[Start of section]

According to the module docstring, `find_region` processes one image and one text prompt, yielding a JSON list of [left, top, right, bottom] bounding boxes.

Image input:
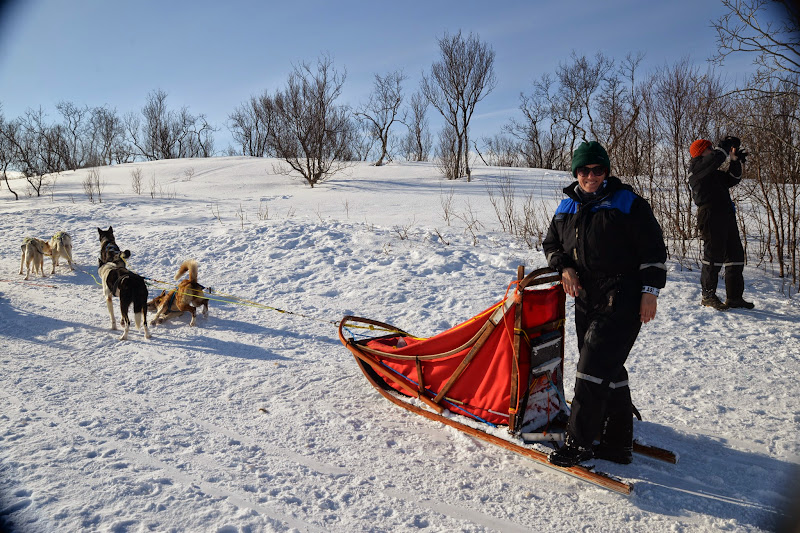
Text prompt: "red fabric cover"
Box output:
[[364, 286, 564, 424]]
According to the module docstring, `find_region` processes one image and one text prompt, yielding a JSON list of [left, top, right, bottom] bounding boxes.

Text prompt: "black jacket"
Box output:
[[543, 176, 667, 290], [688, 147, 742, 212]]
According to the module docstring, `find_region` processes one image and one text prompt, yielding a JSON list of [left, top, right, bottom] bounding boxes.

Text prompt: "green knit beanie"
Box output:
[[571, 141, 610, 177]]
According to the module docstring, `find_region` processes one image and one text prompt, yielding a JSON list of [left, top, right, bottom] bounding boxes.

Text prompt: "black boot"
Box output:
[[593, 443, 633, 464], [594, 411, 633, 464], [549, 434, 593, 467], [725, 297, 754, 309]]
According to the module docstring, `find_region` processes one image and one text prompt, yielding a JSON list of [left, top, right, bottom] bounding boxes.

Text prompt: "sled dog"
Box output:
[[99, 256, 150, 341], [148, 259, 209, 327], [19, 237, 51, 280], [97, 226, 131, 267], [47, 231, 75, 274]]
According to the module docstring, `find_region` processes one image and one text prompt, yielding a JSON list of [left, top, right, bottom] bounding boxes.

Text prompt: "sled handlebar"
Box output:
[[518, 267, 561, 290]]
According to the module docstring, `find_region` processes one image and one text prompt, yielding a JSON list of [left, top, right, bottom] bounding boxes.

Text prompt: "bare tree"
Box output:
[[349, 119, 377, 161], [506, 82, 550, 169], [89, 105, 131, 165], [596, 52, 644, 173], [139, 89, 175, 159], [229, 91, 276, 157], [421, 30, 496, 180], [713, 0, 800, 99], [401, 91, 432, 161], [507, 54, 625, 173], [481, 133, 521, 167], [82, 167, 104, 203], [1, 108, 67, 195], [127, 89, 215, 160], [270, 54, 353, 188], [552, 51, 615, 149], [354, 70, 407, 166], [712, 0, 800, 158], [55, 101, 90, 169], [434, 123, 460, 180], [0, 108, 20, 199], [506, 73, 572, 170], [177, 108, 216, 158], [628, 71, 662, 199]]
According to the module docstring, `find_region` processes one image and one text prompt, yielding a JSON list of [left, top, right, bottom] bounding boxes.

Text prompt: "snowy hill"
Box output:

[End of section]

# [What is being asked]
On how many lines of the material does the word "black" appear? Reply with the number alone.

# [Result below]
2